### MATERIAL SHOWN

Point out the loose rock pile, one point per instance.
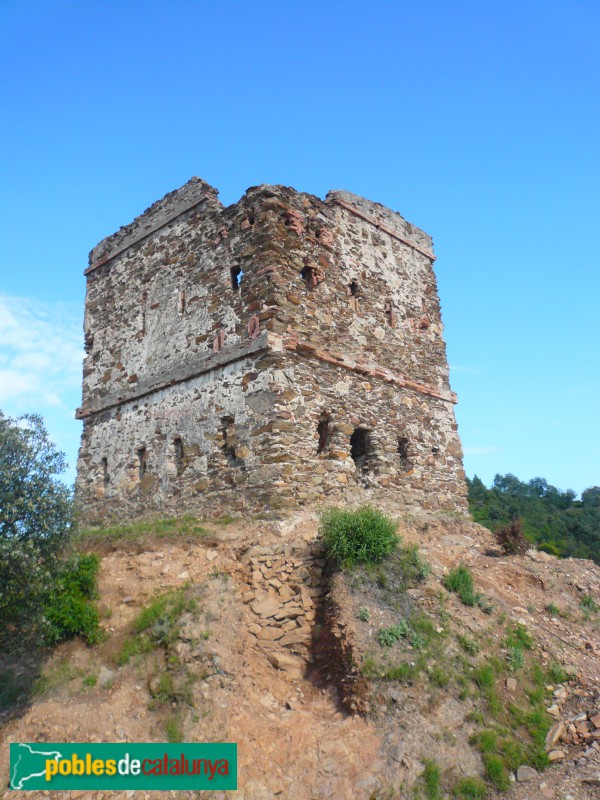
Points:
(580, 729)
(282, 593)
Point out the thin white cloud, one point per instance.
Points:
(40, 354)
(479, 451)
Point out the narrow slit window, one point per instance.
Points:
(142, 464)
(236, 277)
(404, 453)
(308, 275)
(105, 475)
(230, 443)
(178, 454)
(361, 449)
(324, 433)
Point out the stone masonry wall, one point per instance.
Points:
(283, 351)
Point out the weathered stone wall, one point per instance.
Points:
(280, 352)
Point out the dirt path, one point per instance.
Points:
(255, 640)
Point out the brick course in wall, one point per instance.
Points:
(280, 352)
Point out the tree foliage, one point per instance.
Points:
(36, 515)
(553, 520)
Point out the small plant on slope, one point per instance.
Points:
(362, 536)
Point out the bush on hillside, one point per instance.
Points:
(365, 535)
(44, 596)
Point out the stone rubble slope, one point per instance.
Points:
(269, 683)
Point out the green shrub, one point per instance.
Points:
(174, 729)
(157, 625)
(460, 581)
(519, 636)
(468, 645)
(470, 789)
(557, 674)
(496, 772)
(515, 659)
(589, 604)
(362, 536)
(70, 611)
(36, 517)
(389, 636)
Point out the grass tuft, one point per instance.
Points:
(460, 581)
(362, 536)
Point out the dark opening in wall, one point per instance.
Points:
(309, 277)
(178, 453)
(105, 475)
(324, 431)
(229, 443)
(141, 462)
(361, 449)
(236, 277)
(404, 453)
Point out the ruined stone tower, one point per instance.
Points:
(279, 352)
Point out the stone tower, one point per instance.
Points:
(283, 351)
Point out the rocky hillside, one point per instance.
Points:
(369, 683)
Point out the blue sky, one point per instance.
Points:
(479, 122)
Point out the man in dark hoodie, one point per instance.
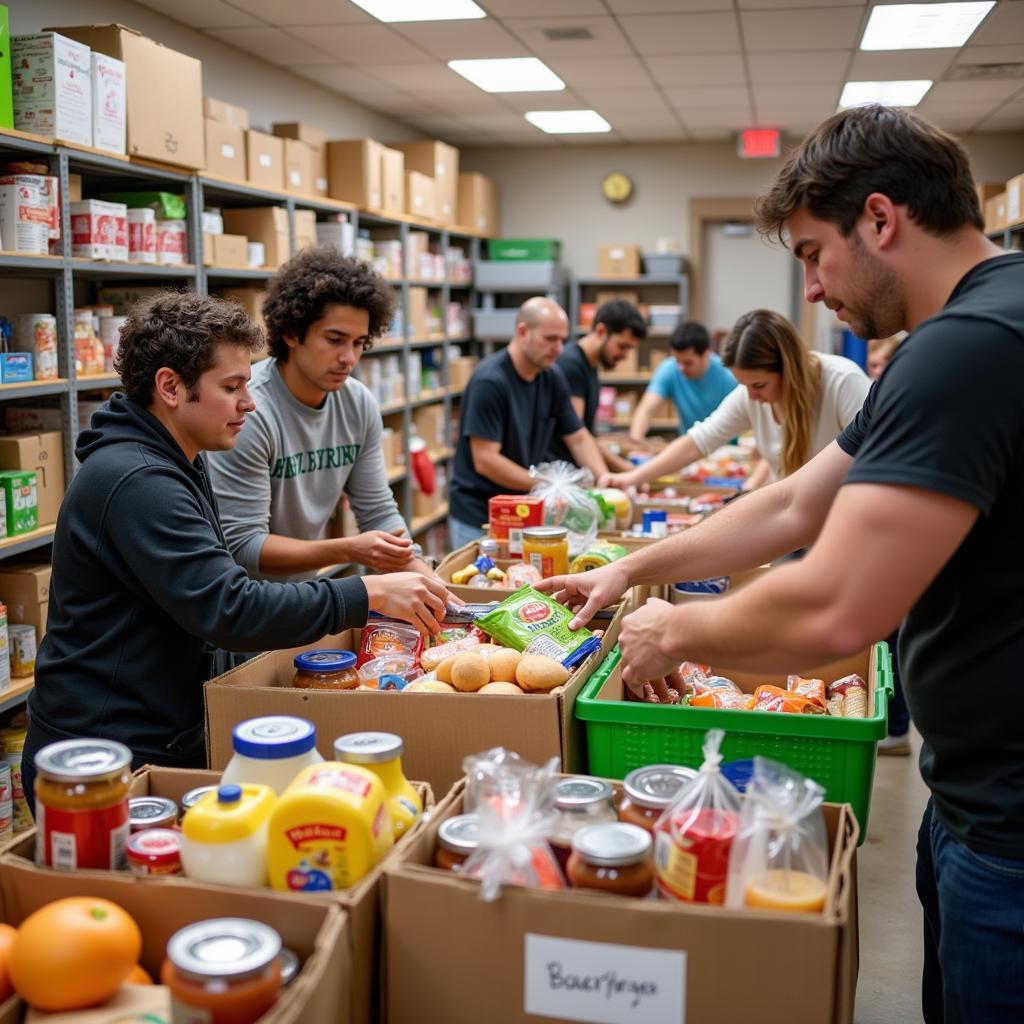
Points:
(145, 597)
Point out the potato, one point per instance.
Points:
(469, 673)
(538, 673)
(503, 665)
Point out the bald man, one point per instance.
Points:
(514, 407)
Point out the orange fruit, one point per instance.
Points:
(74, 953)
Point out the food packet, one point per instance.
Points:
(694, 834)
(535, 624)
(515, 804)
(779, 859)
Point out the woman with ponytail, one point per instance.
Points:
(795, 400)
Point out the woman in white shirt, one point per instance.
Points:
(795, 400)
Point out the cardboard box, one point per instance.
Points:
(355, 171)
(315, 930)
(477, 204)
(506, 972)
(225, 150)
(41, 454)
(264, 160)
(262, 223)
(619, 261)
(52, 86)
(421, 196)
(165, 94)
(438, 161)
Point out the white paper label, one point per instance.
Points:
(602, 983)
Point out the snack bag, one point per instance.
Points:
(779, 859)
(694, 834)
(535, 624)
(515, 804)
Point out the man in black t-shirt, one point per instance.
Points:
(915, 514)
(617, 330)
(514, 406)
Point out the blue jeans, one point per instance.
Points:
(974, 930)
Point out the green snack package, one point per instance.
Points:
(535, 624)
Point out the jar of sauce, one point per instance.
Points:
(456, 842)
(647, 792)
(224, 971)
(326, 670)
(581, 801)
(82, 804)
(547, 549)
(612, 858)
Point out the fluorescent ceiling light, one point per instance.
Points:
(907, 93)
(923, 26)
(421, 10)
(567, 122)
(509, 75)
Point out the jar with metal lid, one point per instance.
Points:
(152, 812)
(82, 804)
(155, 852)
(326, 670)
(647, 792)
(224, 971)
(456, 841)
(612, 858)
(547, 549)
(581, 801)
(381, 753)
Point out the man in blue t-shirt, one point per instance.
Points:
(694, 379)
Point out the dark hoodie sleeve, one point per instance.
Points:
(159, 528)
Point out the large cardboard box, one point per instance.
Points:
(477, 204)
(225, 150)
(41, 454)
(165, 93)
(440, 162)
(649, 961)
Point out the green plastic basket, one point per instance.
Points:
(838, 753)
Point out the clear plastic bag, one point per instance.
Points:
(563, 487)
(693, 836)
(514, 802)
(779, 859)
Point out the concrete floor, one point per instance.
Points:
(888, 990)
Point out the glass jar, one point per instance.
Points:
(326, 670)
(224, 971)
(82, 804)
(612, 858)
(547, 549)
(456, 841)
(581, 801)
(647, 792)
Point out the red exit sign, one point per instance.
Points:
(760, 142)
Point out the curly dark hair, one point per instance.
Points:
(317, 278)
(179, 330)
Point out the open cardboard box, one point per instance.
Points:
(708, 963)
(315, 930)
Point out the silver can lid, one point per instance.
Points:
(612, 845)
(655, 785)
(82, 760)
(580, 792)
(368, 748)
(223, 947)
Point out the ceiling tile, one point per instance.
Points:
(825, 29)
(605, 39)
(792, 69)
(454, 40)
(709, 33)
(698, 69)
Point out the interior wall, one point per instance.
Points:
(269, 92)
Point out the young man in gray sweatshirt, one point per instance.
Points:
(315, 433)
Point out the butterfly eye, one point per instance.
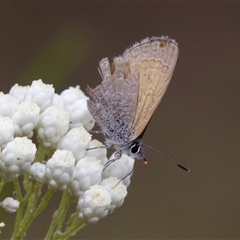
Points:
(135, 148)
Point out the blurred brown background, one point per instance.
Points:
(197, 123)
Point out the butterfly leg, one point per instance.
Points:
(117, 155)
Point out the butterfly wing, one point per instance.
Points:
(154, 60)
(112, 103)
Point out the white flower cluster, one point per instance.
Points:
(60, 123)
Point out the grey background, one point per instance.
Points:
(197, 123)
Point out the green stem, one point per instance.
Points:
(32, 212)
(59, 215)
(2, 183)
(70, 232)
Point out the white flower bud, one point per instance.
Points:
(6, 131)
(77, 141)
(8, 105)
(40, 93)
(94, 204)
(53, 124)
(120, 168)
(87, 172)
(18, 92)
(98, 150)
(16, 158)
(59, 170)
(10, 204)
(37, 171)
(25, 118)
(57, 101)
(117, 190)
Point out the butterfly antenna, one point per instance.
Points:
(168, 158)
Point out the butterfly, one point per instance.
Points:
(130, 91)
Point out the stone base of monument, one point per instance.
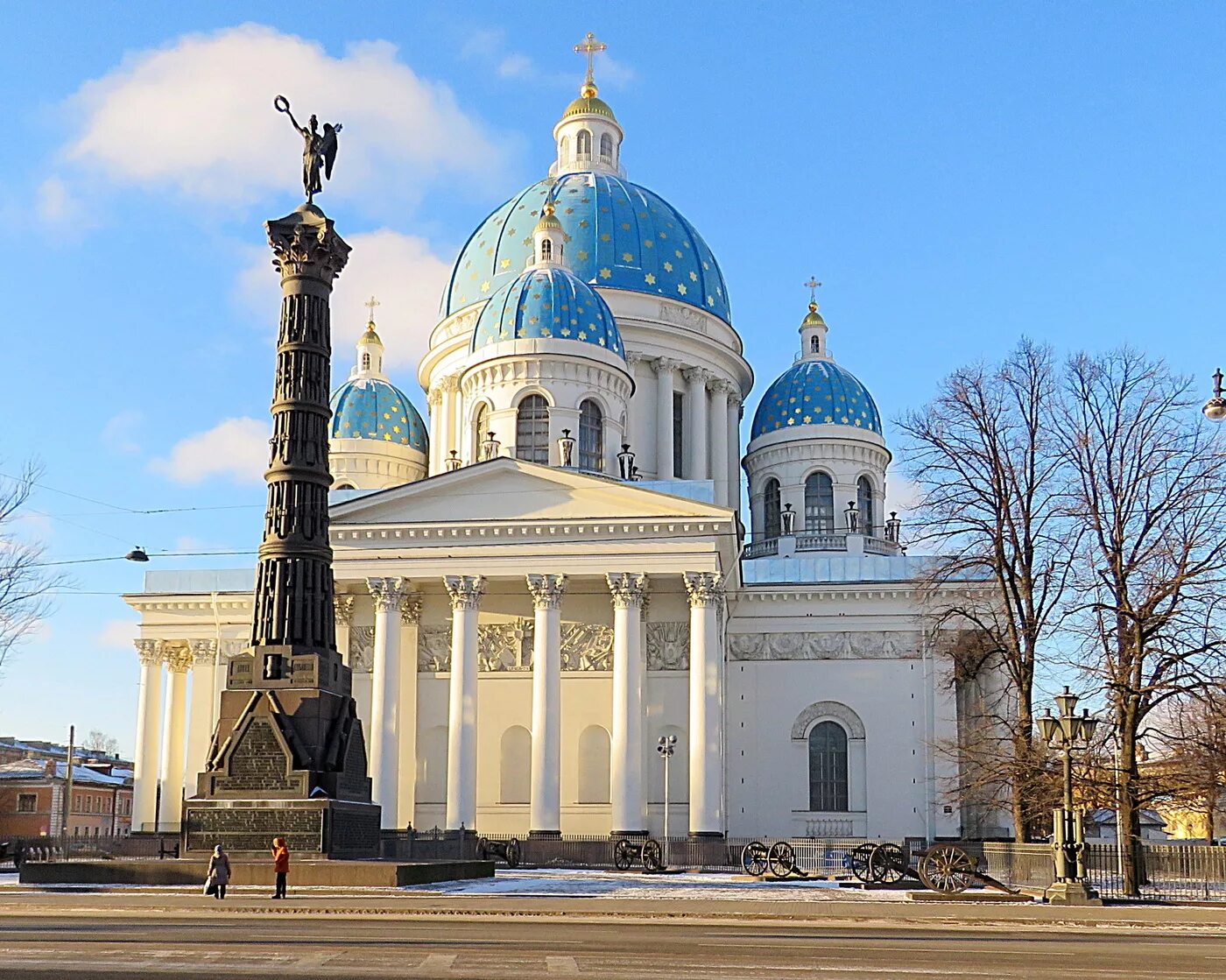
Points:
(312, 828)
(302, 873)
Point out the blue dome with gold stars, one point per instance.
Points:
(549, 302)
(815, 392)
(374, 409)
(622, 236)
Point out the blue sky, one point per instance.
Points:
(955, 174)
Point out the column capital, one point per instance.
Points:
(178, 659)
(149, 652)
(629, 589)
(202, 652)
(547, 590)
(343, 605)
(465, 590)
(704, 588)
(411, 609)
(388, 593)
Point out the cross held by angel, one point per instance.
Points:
(319, 149)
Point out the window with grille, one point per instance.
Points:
(591, 437)
(772, 525)
(864, 503)
(819, 503)
(532, 431)
(678, 434)
(828, 768)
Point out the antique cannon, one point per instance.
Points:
(943, 867)
(509, 850)
(627, 851)
(779, 859)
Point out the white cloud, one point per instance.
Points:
(398, 270)
(236, 448)
(196, 116)
(119, 434)
(118, 633)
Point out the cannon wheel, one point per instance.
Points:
(652, 855)
(858, 861)
(886, 864)
(947, 869)
(781, 859)
(753, 859)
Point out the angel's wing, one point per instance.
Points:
(328, 149)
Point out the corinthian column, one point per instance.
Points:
(696, 434)
(546, 811)
(385, 697)
(665, 370)
(149, 704)
(174, 730)
(466, 593)
(707, 699)
(625, 765)
(204, 701)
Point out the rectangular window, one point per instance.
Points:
(678, 434)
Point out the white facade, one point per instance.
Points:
(523, 633)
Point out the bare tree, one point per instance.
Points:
(1148, 483)
(987, 462)
(101, 743)
(25, 581)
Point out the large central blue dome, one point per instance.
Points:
(622, 236)
(815, 392)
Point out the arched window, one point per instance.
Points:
(432, 765)
(594, 765)
(591, 437)
(532, 429)
(480, 429)
(772, 523)
(828, 768)
(819, 503)
(515, 765)
(864, 505)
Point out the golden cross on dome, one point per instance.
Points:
(591, 46)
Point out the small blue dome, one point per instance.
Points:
(815, 392)
(622, 236)
(547, 303)
(373, 409)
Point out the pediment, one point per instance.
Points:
(506, 490)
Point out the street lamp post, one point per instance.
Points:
(666, 746)
(1067, 732)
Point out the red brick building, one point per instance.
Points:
(33, 793)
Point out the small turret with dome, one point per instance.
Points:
(817, 458)
(377, 438)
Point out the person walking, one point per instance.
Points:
(218, 872)
(279, 864)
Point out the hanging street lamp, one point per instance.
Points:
(1066, 734)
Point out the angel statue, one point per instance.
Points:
(319, 149)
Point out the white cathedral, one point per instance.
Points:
(552, 575)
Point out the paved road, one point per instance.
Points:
(103, 946)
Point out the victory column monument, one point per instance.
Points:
(288, 757)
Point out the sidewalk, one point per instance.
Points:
(603, 896)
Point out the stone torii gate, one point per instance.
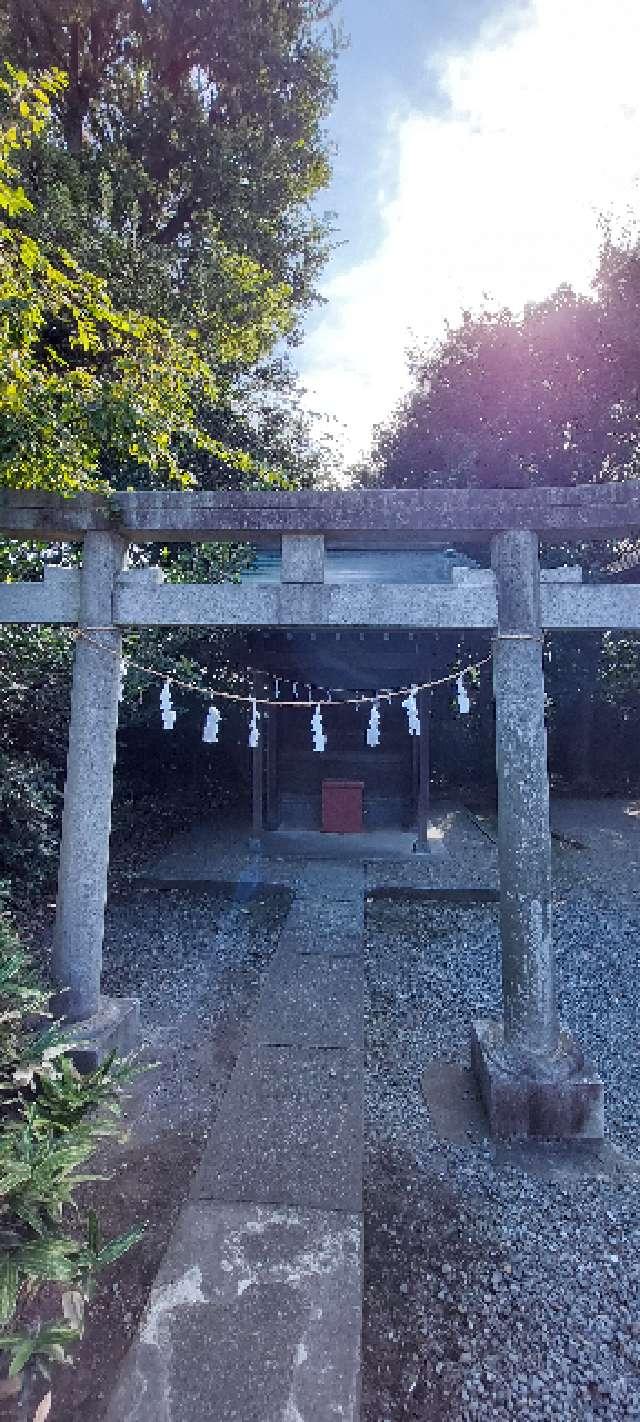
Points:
(532, 1074)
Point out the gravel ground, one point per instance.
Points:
(195, 960)
(499, 1287)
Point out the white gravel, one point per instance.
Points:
(494, 1290)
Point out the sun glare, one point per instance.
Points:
(497, 199)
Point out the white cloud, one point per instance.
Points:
(501, 196)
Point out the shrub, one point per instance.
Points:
(53, 1121)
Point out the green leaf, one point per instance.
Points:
(9, 1287)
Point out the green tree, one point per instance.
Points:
(189, 130)
(549, 397)
(83, 384)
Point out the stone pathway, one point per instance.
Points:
(256, 1311)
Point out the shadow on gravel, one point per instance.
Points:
(423, 1246)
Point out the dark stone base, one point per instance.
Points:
(561, 1099)
(113, 1028)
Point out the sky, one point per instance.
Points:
(478, 147)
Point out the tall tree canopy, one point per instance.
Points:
(189, 140)
(551, 397)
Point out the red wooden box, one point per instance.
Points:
(343, 806)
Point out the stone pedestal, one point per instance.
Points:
(114, 1027)
(558, 1097)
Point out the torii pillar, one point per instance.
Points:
(97, 1024)
(531, 1071)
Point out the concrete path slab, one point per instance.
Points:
(255, 1317)
(326, 916)
(289, 1131)
(315, 940)
(312, 1001)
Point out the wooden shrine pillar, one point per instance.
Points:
(84, 853)
(421, 762)
(532, 1074)
(270, 768)
(258, 768)
(423, 752)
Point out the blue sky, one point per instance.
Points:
(478, 144)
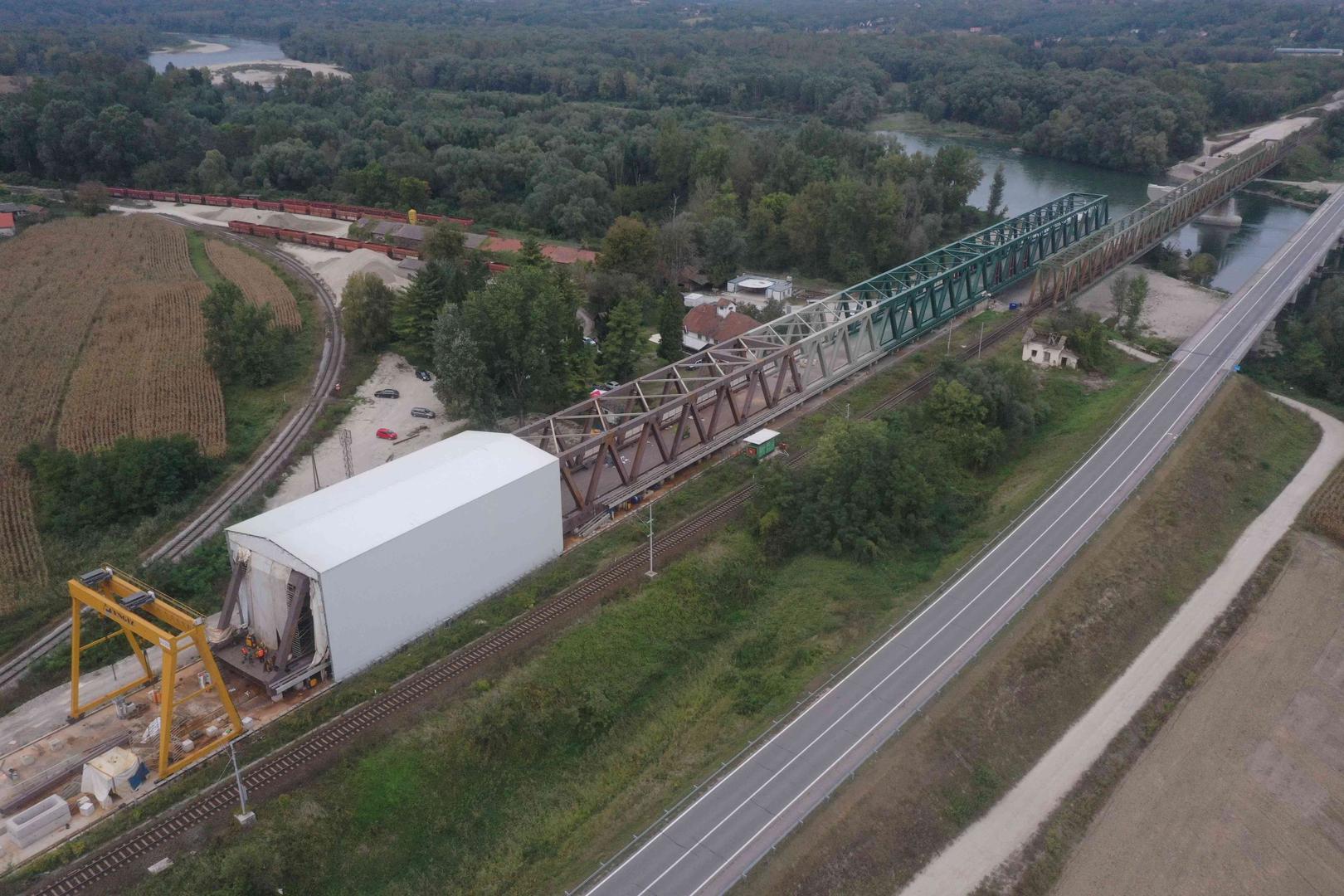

######

**PROBLEM DESCRIPTION**
Rewrite the records from the line with "Point out the sun" up to and including the line with "(312, 1001)", putting "stone plinth" in place of "stone pedestal" and leaving everything else as it is.

**CORRECT RESPONSE**
Point out the sun glare, one point per instance.
Points:
(497, 199)
Point out the white cloud, one point per instance.
Points:
(501, 196)
Point out the shrub, one point per instance.
Points:
(53, 1121)
Point out the green leaf, one point per instance.
Points:
(9, 1287)
Point out the green tree, one point per instance.
Points:
(189, 130)
(549, 397)
(83, 384)
Point out the stone pathway, one point per instance.
Points:
(256, 1311)
Point out the shadow on gravel, one point per instance.
Points:
(423, 1246)
Point out the dark stone base, one point per instance.
Points:
(561, 1099)
(113, 1028)
Point out the sky, one point per instance.
Points:
(478, 147)
Point out the tall tree canopy, one point per instance.
Points:
(189, 140)
(551, 397)
Point out the red wooden box, one point per instance.
Points:
(343, 806)
Point out the stone plinth, one point per instance.
Points:
(114, 1027)
(558, 1097)
Point out the torii pillar, one point per instance.
Points:
(97, 1024)
(531, 1071)
Point out the concrete path slab, one point per instance.
Points:
(255, 1317)
(326, 916)
(289, 1131)
(315, 940)
(312, 1001)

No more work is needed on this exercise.